### WORK TO BE COMPLETED
Using the entries below, transcribe exactly the line containing "dense forest canopy ->" and each line that follows it to the end.

### DATA PROVIDED
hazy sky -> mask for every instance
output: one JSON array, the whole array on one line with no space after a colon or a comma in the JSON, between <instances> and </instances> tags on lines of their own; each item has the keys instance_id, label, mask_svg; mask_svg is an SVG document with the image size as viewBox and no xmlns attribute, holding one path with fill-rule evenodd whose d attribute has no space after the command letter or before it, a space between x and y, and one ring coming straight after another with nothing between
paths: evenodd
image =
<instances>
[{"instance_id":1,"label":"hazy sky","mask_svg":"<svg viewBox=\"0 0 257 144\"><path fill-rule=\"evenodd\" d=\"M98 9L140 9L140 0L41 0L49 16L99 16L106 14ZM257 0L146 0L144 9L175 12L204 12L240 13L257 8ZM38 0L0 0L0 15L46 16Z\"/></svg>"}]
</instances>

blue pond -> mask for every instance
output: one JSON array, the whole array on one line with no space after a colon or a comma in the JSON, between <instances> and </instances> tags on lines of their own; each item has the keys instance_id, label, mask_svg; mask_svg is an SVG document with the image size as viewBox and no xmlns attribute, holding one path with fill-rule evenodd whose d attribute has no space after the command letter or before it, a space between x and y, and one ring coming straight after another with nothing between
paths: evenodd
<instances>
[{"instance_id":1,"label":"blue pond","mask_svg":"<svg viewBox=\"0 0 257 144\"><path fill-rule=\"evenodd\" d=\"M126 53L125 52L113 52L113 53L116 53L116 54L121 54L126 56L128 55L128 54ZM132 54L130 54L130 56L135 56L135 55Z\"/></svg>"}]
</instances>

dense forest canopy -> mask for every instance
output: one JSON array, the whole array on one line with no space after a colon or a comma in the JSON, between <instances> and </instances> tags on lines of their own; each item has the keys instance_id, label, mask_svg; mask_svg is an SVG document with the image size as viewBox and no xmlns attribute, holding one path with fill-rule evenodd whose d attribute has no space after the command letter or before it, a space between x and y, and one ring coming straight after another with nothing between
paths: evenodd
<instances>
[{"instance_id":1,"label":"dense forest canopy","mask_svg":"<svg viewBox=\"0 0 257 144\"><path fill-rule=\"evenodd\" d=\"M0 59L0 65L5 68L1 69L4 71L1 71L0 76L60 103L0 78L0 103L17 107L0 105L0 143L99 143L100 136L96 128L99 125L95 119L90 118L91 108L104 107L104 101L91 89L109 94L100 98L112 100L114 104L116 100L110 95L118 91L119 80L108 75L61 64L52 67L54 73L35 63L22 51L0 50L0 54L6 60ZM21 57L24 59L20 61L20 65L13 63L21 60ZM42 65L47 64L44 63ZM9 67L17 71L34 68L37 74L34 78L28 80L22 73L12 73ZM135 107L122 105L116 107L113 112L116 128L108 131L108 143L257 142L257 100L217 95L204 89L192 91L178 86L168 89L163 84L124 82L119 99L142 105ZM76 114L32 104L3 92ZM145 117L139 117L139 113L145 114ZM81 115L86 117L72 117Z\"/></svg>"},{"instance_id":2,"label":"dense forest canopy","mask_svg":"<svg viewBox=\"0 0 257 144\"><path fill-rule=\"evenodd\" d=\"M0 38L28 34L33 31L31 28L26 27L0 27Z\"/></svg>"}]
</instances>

### OUTPUT FOR THIS EXERCISE
dense forest canopy -> mask for every instance
output: one JSON array, the whole array on one line with no space after a colon or a comma in the JSON, between <instances> and </instances> tags on lines of their own; each item has the keys instance_id, label, mask_svg; mask_svg is an SVG document with the image size as viewBox and no xmlns attribute, holding one path with fill-rule evenodd whose d attribute has no space after the command letter or before it, a space between x and y, and one ring coming straight after another with nothing between
paths: evenodd
<instances>
[{"instance_id":1,"label":"dense forest canopy","mask_svg":"<svg viewBox=\"0 0 257 144\"><path fill-rule=\"evenodd\" d=\"M0 59L0 65L5 68L1 69L4 71L1 71L0 76L60 103L0 78L0 103L17 107L0 105L0 143L99 143L100 136L96 128L99 125L95 119L90 118L91 108L104 107L104 101L91 89L109 94L100 98L112 100L114 104L116 100L110 95L118 91L119 80L108 75L61 64L52 67L54 73L35 63L22 51L0 50L0 54L6 60ZM21 57L24 59L20 61L20 65L13 63L21 60ZM42 65L47 64L44 63ZM9 67L17 71L34 68L37 74L34 78L28 80L22 73L12 73ZM135 107L122 105L116 107L113 112L116 128L108 131L108 143L257 142L257 100L217 95L204 89L192 91L178 86L168 89L163 84L124 82L119 99L142 105ZM76 114L32 104L3 92ZM145 117L139 117L139 113L145 114ZM81 115L86 117L72 117Z\"/></svg>"},{"instance_id":2,"label":"dense forest canopy","mask_svg":"<svg viewBox=\"0 0 257 144\"><path fill-rule=\"evenodd\" d=\"M0 38L28 34L33 31L31 28L26 27L0 27Z\"/></svg>"}]
</instances>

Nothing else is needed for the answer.